**Consigna 1**
Reproduce el fragmento sobre la producción de hojas de Pereyra empezando por "En aquel comienzo" y siguiendo hasta "ser comercialmente viable.", pero cambia "hobby" por "pasatiempo".
**Consigna 2**
Prolonga el fragmento sobre la producción de hojas de Pereyra a partir de su última oración.

**Fragmento seleccionado**
————————

La decisión de Pereyra fue dedicarse a las hojas: lechuga, rúcula, albahaca y espinaca. Al principio le costó vender, fue personalmente puerta por puerta a las verdulerías de la ciudad, y con el tiempo se fue ganando la confianza. “A diferencia de la producción de Mar del Plata, que el precio depende bastante del clima y la cantidad de oferta, mi precio no varía tanto. Tal vez por ahora tengo mayor costo de producción, pero menor costo de transporte. Las plantas llegan en una bolsa, con raíz viva y duran mucho más. Eso les cambió la cabeza a los verduleros, en un momento me empezaron a decir que todo lo que tenga se los lleve porque lo venden”, recuerda.

En aquel comienzo era todo esfuerzo y aprendizaje. El emprendedor germinaba las semillas, trasplantaba, cosechaba y salía a repartir y a buscar mercado. Rápidamente se dio cuenta de que en esas dimensiones iniciales la producción era demasiado grande para ser un hobby y demasiado chica para ser comercialmente viable.

————————

(Ítems listados en un conjunto de datos)
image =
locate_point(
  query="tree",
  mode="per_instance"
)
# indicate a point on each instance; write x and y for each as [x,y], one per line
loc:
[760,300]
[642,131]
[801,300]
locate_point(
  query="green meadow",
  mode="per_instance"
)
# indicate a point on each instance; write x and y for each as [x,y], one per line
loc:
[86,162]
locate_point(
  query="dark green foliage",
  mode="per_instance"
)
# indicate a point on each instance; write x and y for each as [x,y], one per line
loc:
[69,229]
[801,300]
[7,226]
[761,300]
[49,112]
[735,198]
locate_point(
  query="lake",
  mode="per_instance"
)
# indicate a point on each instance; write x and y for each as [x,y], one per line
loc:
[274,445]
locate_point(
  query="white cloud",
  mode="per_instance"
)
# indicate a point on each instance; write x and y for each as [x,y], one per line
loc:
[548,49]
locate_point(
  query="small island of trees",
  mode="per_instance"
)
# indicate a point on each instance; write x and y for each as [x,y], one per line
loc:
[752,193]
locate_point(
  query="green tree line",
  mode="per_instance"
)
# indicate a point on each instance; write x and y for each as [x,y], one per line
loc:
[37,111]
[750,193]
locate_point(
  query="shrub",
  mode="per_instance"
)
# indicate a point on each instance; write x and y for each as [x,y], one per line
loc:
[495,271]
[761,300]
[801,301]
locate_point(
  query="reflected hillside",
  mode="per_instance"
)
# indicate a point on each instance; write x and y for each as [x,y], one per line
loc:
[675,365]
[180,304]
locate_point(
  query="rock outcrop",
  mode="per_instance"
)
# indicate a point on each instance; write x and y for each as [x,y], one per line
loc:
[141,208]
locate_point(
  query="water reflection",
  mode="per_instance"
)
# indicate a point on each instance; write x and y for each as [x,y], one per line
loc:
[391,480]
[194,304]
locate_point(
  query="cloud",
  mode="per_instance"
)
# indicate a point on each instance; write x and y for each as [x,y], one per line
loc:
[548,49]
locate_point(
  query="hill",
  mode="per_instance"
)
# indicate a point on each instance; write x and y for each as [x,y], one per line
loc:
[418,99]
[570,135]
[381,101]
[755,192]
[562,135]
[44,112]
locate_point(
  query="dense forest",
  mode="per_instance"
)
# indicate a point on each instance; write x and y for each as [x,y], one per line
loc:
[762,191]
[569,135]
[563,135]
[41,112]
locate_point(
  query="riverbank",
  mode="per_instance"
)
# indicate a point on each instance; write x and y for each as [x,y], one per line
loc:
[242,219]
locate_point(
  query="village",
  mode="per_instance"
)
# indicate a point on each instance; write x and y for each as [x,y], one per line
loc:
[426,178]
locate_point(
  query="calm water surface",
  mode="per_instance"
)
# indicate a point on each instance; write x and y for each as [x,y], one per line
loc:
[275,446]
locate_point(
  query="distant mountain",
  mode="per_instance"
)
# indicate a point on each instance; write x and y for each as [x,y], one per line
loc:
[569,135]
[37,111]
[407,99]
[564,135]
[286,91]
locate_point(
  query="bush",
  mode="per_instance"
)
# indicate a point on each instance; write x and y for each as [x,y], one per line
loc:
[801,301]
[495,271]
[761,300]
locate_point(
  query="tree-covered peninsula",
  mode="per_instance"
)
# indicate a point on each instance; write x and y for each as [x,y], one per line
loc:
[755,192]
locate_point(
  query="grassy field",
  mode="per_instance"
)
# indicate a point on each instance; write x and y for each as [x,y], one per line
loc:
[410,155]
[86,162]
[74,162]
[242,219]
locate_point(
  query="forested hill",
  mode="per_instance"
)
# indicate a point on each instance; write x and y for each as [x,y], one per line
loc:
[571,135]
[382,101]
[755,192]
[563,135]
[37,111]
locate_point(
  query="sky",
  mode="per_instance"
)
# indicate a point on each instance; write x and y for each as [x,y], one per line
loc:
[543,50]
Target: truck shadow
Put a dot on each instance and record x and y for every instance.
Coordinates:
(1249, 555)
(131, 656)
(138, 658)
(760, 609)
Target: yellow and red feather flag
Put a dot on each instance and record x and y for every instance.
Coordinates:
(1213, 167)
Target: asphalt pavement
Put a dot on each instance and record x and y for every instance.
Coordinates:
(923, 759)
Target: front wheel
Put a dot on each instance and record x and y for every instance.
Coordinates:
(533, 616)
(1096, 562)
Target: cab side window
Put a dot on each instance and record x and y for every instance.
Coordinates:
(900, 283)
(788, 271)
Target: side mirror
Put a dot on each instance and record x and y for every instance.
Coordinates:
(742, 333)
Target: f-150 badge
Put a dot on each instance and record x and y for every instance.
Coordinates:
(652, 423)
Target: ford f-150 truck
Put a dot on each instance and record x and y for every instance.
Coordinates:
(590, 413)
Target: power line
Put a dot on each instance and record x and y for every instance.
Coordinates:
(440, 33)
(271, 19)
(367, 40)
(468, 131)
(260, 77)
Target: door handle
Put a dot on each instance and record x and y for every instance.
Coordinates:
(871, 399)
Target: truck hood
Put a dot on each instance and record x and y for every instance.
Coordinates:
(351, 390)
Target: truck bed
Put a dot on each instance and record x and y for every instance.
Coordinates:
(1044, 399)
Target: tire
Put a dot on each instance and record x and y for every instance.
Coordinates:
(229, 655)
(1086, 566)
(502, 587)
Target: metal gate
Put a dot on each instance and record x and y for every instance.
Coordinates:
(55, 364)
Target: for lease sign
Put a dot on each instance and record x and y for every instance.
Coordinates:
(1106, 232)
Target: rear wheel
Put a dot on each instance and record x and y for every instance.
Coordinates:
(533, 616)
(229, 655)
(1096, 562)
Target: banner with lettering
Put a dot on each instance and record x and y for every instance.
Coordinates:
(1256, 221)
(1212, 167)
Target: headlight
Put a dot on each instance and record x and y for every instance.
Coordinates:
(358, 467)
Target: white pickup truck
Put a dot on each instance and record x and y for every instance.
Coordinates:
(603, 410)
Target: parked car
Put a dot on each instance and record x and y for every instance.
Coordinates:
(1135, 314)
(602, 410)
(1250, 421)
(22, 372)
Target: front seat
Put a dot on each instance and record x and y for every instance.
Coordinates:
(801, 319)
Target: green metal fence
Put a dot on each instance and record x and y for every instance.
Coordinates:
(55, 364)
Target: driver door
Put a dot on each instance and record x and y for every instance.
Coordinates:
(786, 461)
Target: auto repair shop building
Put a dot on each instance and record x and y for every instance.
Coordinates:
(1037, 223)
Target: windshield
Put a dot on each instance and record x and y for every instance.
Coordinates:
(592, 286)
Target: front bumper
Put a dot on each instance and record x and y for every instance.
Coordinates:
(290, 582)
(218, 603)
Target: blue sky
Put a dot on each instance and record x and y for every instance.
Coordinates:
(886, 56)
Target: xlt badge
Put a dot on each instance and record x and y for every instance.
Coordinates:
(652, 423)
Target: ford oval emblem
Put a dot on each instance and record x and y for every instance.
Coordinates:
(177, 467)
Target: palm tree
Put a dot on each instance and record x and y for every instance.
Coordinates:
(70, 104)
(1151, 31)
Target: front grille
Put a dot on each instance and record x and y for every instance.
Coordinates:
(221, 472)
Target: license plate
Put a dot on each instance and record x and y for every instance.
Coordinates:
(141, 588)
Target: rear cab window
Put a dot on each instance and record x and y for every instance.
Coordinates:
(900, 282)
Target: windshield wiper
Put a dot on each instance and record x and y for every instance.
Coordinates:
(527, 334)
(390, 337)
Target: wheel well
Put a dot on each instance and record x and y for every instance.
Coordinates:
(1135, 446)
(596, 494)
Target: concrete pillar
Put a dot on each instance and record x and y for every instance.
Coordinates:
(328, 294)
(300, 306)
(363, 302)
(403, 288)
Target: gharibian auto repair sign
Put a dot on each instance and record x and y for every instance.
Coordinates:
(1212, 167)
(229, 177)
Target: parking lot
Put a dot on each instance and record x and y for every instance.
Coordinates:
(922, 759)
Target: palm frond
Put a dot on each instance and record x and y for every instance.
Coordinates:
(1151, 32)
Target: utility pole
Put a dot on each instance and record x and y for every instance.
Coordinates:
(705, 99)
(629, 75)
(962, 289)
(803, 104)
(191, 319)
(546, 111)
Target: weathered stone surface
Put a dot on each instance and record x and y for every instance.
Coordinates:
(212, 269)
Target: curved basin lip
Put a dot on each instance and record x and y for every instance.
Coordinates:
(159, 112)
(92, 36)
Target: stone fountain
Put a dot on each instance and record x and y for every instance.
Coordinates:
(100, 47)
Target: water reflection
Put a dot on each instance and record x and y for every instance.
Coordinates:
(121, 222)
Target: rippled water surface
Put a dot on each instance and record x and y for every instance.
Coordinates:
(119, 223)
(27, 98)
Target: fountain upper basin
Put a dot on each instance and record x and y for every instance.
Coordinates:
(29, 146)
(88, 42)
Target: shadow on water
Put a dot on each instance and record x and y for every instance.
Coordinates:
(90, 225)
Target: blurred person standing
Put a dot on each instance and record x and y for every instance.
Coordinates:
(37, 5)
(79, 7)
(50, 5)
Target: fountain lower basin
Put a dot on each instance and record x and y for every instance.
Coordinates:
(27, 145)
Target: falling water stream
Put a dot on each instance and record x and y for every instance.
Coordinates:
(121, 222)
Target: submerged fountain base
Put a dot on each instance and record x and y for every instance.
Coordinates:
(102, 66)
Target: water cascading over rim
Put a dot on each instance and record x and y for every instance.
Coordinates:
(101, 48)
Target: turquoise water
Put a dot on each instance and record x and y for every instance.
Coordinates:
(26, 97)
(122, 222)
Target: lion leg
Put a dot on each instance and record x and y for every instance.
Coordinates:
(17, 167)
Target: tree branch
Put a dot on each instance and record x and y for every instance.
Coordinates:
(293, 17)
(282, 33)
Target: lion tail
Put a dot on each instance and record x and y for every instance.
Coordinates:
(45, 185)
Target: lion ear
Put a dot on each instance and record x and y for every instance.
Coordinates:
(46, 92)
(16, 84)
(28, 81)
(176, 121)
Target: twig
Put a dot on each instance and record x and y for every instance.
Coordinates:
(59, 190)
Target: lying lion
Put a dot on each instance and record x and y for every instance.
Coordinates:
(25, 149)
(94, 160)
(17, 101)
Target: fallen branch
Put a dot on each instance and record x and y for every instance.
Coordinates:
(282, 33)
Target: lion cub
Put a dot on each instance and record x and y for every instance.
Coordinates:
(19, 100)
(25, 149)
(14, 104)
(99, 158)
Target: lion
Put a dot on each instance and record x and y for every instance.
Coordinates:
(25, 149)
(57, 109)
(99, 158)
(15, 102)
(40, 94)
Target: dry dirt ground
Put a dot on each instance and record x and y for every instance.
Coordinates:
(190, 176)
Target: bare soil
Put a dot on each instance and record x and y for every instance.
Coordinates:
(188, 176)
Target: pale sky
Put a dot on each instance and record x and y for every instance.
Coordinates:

————————

**Resultado del ejercicio 1**
En aquel comienzo era todo esfuerzo y aprendizaje. El emprendedor germinaba las semillas, trasplantaba, cosechaba y salía a repartir y a buscar mercado. Rápidamente se dio cuenta de que en esas dimensiones iniciales la producción era demasiado grande para ser un pasatiempo y demasiado chica para ser comercialmente viable.

**Resultado del ejercicio 2**
Entonces en 2022 sumó a su familia como socia y en el fondo del campo instaló un invernadero nuevo, más moderno y con mayor capacidad. Allí, en mil metros cuadrados funciona “La Plantación”, donde además de Máximo ya trabajan otras tres personas. Todas las semanas siembran 2.000 plantas de lechuga (crespa, mantecosa, roble y roble morada), 1.500 de rúcula y 300 de albahaca (verde y morada). Y en invierno en lugar de la albahaca entra la espinaca.

En síntesis, el ciclo de las plantas en la época templada consta de dos días de germinación de las semillas en una esponja, dos semanas de plantinera, dos semanas en cama de fase inicial y tres semanas en fase final. Durante el invierno los tiempos se alargan y la cantidad de días se duplica.

A un costado del invernadero hay dos tanques para el acopio de 5.000 litros de agua. Toda esa agua pasa por un filtro de ósmosis inversa para corregir su conductividad y luego recibe los nutrientes y minerales que necesitan las plantas en cada estadío. “El agua de acá tiene mucho sodio y bicarbonatos, entonces se la neutraliza, se corrige el ph y se le agregan minerales”, detalla Pereyra Yraola.

Una vez que ya se germinaron las semillas y se lograron plantines sanos, estos son ubicados sobre tubos agujereados e inclinados por los que circula el agua en un circuito cerrado. Cada sector recibe el agua con una composición nutricional a medida de sus necesidades. Se calcula que en comparación con la producción tradicional sobre suelo, la hidroponía -que también se puede realizar sobre sustratos inertes- logra ahorros de agua de hasta el 80 por ciento.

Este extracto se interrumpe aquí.